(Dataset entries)
------------
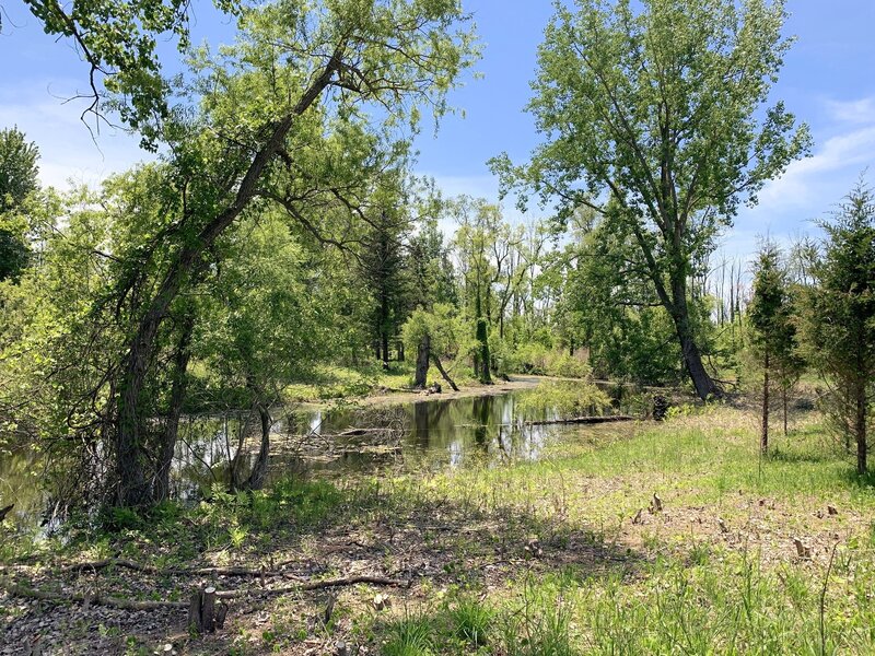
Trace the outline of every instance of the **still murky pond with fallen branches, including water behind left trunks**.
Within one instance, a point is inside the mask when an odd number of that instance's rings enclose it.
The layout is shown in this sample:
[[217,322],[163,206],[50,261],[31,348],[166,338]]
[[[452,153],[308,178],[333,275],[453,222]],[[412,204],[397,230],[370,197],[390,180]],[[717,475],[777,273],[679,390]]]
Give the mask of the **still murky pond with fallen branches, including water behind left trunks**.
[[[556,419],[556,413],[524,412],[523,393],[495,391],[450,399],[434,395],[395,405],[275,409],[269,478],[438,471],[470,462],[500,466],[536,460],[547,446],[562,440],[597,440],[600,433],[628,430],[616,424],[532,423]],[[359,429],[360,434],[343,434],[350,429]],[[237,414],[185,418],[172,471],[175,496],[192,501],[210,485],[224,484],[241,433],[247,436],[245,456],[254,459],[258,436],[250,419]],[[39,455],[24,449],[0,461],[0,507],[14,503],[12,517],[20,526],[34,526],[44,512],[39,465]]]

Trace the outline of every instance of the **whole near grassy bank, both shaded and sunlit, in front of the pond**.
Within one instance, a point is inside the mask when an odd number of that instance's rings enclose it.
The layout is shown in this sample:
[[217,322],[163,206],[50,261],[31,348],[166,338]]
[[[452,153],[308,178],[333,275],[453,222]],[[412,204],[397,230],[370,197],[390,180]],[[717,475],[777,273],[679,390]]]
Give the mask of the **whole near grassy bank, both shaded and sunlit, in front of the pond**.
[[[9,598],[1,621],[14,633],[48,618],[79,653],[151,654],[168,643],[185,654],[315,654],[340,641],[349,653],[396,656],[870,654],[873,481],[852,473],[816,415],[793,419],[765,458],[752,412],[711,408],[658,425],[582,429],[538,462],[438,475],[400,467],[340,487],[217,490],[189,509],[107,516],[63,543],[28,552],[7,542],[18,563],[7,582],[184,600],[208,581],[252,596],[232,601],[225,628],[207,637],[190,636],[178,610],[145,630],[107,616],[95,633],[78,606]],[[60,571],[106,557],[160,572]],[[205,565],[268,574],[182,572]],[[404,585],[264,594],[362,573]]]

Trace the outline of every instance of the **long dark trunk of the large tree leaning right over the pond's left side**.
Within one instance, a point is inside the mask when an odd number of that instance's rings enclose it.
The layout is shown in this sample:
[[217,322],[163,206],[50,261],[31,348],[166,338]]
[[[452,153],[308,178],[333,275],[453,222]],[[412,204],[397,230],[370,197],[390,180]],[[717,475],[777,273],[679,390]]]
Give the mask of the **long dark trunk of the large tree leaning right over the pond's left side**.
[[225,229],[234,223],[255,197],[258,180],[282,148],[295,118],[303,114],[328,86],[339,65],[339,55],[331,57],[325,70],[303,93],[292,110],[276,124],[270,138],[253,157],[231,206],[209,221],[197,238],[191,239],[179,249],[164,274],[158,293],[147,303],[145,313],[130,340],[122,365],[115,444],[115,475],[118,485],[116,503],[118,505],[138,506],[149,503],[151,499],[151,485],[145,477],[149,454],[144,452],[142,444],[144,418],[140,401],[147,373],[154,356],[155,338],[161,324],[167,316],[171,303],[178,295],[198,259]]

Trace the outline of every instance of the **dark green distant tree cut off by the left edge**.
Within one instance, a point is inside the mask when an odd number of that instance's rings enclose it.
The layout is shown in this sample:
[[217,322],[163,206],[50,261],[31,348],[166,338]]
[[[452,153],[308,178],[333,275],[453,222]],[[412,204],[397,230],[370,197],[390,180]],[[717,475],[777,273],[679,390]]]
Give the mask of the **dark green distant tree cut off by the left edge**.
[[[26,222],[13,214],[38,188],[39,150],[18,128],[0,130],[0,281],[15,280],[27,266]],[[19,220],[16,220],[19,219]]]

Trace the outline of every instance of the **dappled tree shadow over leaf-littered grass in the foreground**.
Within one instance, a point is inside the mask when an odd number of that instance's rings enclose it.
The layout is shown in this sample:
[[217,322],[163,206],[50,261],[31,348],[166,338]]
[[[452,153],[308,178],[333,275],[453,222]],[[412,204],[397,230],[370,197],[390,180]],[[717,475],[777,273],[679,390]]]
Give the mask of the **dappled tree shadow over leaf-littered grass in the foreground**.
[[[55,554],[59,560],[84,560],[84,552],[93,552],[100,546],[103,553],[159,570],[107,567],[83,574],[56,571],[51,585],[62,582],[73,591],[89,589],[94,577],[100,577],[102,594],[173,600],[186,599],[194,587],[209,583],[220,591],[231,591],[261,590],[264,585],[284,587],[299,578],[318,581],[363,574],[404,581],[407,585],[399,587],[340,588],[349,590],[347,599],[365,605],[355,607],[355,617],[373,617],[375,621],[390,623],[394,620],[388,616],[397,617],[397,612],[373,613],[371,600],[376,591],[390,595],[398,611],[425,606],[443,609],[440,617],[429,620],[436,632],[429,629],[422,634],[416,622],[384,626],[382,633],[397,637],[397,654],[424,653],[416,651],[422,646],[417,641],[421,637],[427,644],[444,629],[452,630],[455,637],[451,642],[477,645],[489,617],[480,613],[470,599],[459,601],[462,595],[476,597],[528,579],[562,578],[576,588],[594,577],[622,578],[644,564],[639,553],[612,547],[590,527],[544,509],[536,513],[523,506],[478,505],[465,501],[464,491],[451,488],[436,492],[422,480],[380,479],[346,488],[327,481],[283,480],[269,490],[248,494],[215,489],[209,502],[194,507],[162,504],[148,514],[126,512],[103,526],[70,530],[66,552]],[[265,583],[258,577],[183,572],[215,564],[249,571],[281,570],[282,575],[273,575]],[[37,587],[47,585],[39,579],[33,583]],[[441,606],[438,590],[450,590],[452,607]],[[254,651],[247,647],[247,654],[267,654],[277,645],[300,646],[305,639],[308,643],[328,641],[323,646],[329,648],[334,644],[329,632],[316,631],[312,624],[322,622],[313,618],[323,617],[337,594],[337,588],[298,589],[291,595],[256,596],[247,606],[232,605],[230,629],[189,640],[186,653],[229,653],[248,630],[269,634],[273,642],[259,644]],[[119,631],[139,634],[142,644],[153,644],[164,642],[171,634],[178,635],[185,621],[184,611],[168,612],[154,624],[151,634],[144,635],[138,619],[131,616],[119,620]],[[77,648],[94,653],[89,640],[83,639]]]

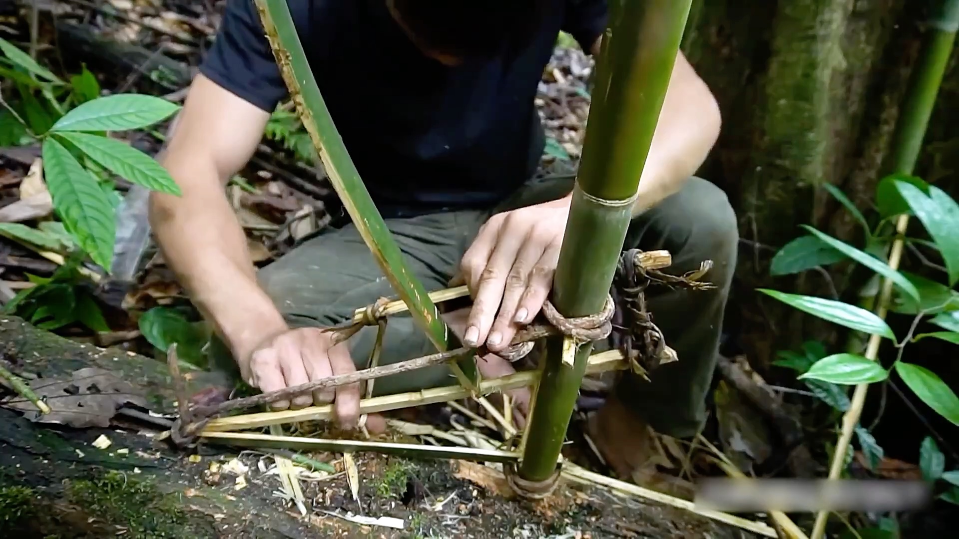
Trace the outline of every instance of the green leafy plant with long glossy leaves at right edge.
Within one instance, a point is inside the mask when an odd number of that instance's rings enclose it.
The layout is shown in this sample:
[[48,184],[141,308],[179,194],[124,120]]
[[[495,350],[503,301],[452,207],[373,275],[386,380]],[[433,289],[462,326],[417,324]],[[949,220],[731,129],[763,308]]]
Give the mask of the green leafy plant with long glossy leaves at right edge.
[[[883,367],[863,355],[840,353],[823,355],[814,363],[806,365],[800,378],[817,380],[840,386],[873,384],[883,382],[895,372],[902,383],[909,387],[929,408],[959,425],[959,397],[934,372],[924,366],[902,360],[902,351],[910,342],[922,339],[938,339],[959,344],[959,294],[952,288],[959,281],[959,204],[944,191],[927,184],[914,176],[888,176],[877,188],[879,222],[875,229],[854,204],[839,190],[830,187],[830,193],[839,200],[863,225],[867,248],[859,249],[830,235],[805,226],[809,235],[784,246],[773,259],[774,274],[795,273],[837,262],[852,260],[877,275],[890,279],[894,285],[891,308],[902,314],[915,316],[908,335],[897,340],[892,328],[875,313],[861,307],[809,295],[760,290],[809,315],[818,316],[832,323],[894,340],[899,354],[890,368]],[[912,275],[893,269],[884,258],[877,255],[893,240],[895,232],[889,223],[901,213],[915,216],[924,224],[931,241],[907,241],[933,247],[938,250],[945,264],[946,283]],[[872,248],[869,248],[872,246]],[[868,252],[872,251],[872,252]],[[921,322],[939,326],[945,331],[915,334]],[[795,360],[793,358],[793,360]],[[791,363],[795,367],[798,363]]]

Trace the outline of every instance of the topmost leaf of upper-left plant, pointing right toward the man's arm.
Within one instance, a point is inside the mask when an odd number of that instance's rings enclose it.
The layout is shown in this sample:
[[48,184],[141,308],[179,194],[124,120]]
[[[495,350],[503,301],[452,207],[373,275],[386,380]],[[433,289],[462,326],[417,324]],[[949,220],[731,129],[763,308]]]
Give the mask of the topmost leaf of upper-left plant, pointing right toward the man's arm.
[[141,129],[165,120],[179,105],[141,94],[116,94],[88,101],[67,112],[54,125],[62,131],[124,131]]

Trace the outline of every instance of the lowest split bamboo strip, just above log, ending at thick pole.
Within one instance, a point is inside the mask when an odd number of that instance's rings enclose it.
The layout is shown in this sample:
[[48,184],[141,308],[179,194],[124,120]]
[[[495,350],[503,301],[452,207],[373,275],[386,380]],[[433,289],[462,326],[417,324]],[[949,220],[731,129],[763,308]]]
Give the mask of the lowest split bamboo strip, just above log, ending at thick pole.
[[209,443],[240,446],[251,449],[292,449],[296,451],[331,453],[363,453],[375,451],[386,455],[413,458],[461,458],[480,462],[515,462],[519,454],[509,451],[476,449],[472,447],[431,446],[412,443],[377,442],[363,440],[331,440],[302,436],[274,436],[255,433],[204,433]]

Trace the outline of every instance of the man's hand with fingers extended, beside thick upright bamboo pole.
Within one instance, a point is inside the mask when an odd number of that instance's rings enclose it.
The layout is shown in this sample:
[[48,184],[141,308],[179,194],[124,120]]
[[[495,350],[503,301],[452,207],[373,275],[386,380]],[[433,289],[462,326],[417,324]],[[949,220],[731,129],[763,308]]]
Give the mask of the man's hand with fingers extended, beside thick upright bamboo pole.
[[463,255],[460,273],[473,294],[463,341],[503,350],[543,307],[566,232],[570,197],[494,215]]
------------
The problem :: Beginning at the line that holds "Trace the outline of every instance of the lowest", write out word for word each line through the end of the records.

Answer area ::
Trace the outline of every instance of the lowest split bamboo strip, just above log, ending at thick pole.
Within one instance, a point is inside the mask when an odd number of that instance's rings enclose it.
The layout is shown in this sample:
[[48,184],[141,308],[179,194],[124,120]]
[[[495,350],[503,301],[452,207],[373,275],[386,380]],[[433,289],[462,326],[417,324]],[[949,220],[731,129],[763,308]]]
Give the mask of the lowest split bamboo strip, just above log, ending at thick pole.
[[209,443],[240,446],[251,449],[292,449],[296,451],[331,453],[363,453],[375,451],[386,455],[413,458],[461,458],[480,462],[515,462],[519,454],[509,451],[476,449],[472,447],[431,446],[412,443],[377,442],[363,440],[331,440],[302,436],[274,436],[255,433],[204,433]]

Trace the outline of every instance of the man's hand with fingers extended, beside thick upright bamboo pole.
Within one instance, a point is inside the mask when an odd number of that instance's rings enclose it.
The layout is shown in this sample:
[[48,184],[141,308],[179,194],[124,120]]
[[[495,350],[503,301],[452,207],[373,275],[386,380]],[[433,289],[462,326],[417,324]],[[949,220],[731,129],[763,308]]]
Give the mask of the man's hand with fingers extended, beside thick upright bamboo pole.
[[463,255],[460,273],[473,294],[463,341],[503,350],[543,307],[566,232],[570,197],[494,215]]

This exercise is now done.